(Stored items)

= = = = = = =

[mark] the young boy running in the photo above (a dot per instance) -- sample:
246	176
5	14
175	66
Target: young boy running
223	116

= = = = = = =

=== Problem details ===
Take the records above and copy them out exactly.

=== Written response ===
[mark] the young boy running in the photo above (a dot per instance) -- sample:
246	176
5	14
175	66
Target: young boy running
223	116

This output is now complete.